Une critique récurrente à l’encontre du concept de platform switching concerne la susceptibilité de créer des conditions bactériennes favorables au développement d’une péri-implantite en relation avec l’écart existant entre le pilier et la périphérie de l’implant. Les études montrent que les implants avec platform switching présentent des évaluations microbiologiques et des réponses inflammatoires similaires à celles des implants avec le système conventionnel [24].
Sur le plan biomécanique, le déplacement des contraintes vers le centre de l’implant augmenterait les contraintes au niveau du pilier et de la vis de pilier [26, 28, 30]. Cela pourrait engendrer plus de fractures implantaires en particulier pour les implants à connexion interne. Cependant, seule une légère augmentation des contraintes dans la vis de pilier a été constatée. D’un point de vue biomécanique, le système platform switching est considéré comme une option valable, équivalente au système conventionnel où implant et pilier sont du même diamètre [60]. De plus, l’analyse de la littérature médicale révèle qu’aucune complication mécanique n’est supérieure avec le concept de platform switching.
Enfin, la nécessité de placer des implants de diamètre suffisamment large pour visser des piliers de diamètre plus réduit dans des conditions biomécaniques favorables est l’une des limites de ce concept. Ainsi, le volume de la crête osseuse peut conduire à la pose d’un implant trop étroit pour autoriser le concept de platform switching.

Liste des tâches
1 - Relevez tous les numéros de références bibliographiques indiqués entre crochets dans le passage sur le platform switching.
2 - Recopiez le passage sur le platform switching à partir des mots « Sur le plan », jusqu'aux mots « avec le concept de platform switching. » inclus.

Extrait des données

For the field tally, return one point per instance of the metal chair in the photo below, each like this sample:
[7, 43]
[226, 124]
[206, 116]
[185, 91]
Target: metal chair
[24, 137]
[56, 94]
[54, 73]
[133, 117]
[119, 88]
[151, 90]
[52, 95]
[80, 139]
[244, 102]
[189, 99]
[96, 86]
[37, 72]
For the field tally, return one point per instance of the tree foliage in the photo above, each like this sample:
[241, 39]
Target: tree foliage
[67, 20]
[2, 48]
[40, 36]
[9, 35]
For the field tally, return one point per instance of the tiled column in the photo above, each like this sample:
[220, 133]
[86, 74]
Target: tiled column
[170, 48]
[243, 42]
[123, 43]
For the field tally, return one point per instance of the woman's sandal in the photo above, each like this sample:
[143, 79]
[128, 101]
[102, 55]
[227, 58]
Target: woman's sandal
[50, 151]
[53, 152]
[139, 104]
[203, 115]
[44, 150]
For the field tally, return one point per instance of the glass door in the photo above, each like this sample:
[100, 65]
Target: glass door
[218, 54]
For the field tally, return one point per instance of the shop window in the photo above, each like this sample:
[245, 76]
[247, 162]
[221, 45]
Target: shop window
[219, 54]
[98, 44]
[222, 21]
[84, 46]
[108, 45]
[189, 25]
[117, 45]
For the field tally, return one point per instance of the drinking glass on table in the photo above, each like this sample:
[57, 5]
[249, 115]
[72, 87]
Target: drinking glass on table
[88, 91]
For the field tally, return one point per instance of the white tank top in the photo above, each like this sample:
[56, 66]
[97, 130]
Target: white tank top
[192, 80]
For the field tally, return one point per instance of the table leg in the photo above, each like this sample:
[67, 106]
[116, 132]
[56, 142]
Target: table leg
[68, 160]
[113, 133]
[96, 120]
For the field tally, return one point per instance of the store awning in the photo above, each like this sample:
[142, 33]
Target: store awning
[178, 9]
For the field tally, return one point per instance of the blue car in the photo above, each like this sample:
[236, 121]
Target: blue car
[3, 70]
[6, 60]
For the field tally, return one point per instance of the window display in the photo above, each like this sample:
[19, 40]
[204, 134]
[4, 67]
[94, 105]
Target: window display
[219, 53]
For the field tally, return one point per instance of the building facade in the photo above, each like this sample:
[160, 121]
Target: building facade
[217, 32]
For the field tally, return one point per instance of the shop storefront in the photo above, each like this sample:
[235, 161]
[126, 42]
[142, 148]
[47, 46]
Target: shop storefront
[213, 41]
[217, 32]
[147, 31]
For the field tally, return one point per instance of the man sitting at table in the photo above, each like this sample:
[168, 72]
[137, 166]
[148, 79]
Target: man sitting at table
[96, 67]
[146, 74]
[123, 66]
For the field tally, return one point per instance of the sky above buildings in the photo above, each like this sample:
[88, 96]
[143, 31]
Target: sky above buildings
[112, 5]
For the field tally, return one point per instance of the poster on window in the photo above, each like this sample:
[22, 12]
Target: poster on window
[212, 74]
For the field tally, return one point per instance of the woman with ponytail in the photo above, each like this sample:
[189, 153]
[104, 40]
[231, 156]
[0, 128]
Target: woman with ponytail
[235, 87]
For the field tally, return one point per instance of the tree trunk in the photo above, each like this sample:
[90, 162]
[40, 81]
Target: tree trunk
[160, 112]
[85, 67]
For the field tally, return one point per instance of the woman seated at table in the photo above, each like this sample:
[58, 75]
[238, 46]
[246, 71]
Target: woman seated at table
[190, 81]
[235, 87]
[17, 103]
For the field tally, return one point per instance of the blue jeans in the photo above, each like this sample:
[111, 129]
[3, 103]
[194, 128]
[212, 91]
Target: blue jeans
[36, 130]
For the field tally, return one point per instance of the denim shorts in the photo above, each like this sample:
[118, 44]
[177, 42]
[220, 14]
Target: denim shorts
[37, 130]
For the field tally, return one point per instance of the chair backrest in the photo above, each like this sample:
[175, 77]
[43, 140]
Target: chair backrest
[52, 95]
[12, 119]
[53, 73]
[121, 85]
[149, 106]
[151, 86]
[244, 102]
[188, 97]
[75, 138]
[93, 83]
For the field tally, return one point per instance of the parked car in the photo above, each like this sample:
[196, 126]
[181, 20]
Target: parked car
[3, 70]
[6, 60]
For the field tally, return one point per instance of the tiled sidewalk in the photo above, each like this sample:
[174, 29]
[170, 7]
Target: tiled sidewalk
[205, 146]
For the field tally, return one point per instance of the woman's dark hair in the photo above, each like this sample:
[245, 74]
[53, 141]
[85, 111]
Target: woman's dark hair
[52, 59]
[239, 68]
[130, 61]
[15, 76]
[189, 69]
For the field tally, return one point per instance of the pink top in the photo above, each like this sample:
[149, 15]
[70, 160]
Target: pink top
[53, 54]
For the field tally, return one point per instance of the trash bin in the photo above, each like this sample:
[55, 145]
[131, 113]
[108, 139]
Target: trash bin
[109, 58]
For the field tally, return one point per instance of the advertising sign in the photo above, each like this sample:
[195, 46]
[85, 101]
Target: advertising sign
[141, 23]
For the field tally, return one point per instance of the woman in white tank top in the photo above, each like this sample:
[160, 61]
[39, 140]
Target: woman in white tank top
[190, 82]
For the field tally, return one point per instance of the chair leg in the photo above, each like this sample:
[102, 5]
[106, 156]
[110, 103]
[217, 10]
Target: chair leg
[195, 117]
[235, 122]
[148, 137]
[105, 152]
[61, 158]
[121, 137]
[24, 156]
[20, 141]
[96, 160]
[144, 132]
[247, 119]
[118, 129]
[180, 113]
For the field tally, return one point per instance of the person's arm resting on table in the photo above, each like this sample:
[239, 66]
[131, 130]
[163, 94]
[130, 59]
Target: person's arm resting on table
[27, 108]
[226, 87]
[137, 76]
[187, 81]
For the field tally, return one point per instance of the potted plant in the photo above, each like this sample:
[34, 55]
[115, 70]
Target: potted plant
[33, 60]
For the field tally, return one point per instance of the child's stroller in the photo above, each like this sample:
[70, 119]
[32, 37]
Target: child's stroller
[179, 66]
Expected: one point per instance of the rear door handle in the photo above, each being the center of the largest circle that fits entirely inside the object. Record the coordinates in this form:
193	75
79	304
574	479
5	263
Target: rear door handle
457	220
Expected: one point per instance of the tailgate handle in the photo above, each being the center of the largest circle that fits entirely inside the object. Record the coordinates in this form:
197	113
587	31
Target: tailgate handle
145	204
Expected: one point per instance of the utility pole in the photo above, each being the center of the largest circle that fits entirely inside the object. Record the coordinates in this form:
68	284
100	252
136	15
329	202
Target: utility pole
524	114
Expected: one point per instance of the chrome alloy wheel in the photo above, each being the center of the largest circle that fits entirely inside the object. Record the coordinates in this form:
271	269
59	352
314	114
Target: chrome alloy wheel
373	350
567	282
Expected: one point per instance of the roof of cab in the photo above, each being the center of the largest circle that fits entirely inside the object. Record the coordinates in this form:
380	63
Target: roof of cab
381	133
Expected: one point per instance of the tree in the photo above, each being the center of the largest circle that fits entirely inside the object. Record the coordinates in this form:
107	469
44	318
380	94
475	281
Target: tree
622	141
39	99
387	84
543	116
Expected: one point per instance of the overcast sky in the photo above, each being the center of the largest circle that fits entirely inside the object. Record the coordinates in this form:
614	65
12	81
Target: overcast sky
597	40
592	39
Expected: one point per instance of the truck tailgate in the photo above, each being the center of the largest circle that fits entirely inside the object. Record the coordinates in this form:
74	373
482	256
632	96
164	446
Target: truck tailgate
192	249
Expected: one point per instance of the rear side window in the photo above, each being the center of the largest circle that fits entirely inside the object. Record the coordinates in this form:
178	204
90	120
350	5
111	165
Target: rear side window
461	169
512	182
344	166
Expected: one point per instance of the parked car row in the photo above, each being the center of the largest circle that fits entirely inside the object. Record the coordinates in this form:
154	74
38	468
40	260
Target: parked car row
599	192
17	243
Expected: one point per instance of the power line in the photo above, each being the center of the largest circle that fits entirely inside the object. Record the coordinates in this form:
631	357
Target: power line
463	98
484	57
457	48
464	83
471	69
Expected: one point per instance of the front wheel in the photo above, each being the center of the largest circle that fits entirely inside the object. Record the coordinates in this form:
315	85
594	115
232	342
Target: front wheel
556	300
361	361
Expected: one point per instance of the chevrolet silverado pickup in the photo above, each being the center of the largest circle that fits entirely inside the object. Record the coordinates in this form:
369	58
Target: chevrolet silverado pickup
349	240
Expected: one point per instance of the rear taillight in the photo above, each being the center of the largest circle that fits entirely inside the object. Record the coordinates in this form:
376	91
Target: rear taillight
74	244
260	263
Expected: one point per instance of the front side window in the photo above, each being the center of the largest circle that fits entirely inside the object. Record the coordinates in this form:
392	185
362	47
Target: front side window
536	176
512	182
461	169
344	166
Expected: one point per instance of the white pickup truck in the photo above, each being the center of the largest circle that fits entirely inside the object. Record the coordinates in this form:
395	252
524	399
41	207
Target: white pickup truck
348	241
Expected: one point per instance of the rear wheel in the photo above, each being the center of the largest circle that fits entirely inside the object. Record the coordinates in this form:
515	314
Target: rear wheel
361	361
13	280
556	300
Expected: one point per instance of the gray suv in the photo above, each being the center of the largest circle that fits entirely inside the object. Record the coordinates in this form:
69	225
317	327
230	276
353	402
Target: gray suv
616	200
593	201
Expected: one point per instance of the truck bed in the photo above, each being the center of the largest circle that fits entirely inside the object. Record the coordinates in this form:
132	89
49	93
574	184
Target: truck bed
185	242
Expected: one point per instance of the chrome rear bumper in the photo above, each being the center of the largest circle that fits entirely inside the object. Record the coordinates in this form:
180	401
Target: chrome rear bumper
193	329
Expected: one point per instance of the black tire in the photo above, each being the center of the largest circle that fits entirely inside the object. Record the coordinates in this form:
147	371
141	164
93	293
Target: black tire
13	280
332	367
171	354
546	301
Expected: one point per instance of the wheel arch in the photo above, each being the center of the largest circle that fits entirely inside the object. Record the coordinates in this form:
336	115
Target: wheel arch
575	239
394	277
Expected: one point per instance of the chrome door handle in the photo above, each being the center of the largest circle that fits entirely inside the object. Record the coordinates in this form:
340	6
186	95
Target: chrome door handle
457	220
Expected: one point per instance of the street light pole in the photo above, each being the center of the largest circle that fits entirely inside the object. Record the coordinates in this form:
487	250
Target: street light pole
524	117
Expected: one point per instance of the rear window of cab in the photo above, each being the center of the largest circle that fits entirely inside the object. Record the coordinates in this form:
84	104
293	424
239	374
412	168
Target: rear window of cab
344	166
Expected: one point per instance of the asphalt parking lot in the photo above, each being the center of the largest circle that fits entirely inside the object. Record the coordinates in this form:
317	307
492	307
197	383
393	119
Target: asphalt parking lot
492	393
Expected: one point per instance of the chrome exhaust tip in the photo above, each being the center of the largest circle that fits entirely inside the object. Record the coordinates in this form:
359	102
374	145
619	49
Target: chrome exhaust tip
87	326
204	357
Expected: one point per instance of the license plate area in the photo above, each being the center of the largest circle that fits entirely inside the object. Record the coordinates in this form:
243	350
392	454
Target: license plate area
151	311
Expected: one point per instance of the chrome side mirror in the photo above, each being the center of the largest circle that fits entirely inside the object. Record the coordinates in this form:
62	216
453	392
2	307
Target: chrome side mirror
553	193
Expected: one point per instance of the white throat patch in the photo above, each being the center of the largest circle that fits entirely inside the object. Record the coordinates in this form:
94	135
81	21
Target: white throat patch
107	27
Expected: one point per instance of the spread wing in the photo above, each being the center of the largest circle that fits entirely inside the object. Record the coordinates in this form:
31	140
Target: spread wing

Solutions des problèmes
1 - 24, 26, 28, 30, 60

2 -
Sur le plan biomécanique, le déplacement des contraintes vers le centre de l’implant augmenterait les contraintes au niveau du pilier et de la vis de pilier [26, 28, 30]. Cela pourrait engendrer plus de fractures implantaires en particulier pour les implants à connexion interne. Cependant, seule une légère augmentation des contraintes dans la vis de pilier a été constatée. D’un point de vue biomécanique, le système platform switching est considéré comme une option valable, équivalente au système conventionnel où implant et pilier sont du même diamètre [60]. De plus, l’analyse de la littérature médicale révèle qu’aucune complication mécanique n’est supérieure avec le concept de platform switching.